EXERCISE PASSAGE:
=== Begin Enclosure ===

The grain had all the right properties for the territory: early maturation and rust resistance. Bakers, farmers and millers favoured it for its exceptional flavour, and Red Fife, named for its ruddy colour and its pioneer, was scattered across Ontario, then into the U.S. Midwest. It became the single most important seed to sow wealth across Western Canada. But until recently, little was left of this legacy except a plaque off Highway 7 east of Peterborough.
The Canadian Wheat Board sells all western Canadian wheat and barley destined for human consumption, as opposed to animal feed, which is registered with the Canadian Food Inspection Agency. Like most heritage grains, Red Fife isn't on the CWB radar, in part because it is a "folk seed" that is genetically unstable, which means it adapts and changes according to its environment. For now, Red Fife is being sold as seed for feed, even though it is milled for the table and not the trough.

=== End Enclosure ===

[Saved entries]
=== Begin Enclosure ===

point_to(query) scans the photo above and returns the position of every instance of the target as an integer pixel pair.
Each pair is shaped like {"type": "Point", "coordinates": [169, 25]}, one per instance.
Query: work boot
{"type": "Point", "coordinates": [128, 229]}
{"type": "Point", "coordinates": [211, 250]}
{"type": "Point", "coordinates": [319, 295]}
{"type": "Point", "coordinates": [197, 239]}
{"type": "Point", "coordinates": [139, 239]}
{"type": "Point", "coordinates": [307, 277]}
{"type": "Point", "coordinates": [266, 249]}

=== End Enclosure ===

PROBLEM TO WORK ON:
Decide whether each statement below agrees with the passage on Red Fife wheat. Answer yes or no for each, and quote the words from the passage that settle it.
1. Red Fife was named only for its color.
2. Red Fife is currently sold as seed for feed.
3. The Canadian Wheat Board sells western Canadian wheat destined for animal feed.

RESULT:
1. No: "named for its ruddy colour and its pioneer"
2. Yes: "For now, Red Fife is being sold as seed for feed"
3. No: "sells all western Canadian wheat and barley destined for human consumption, as opposed to animal feed"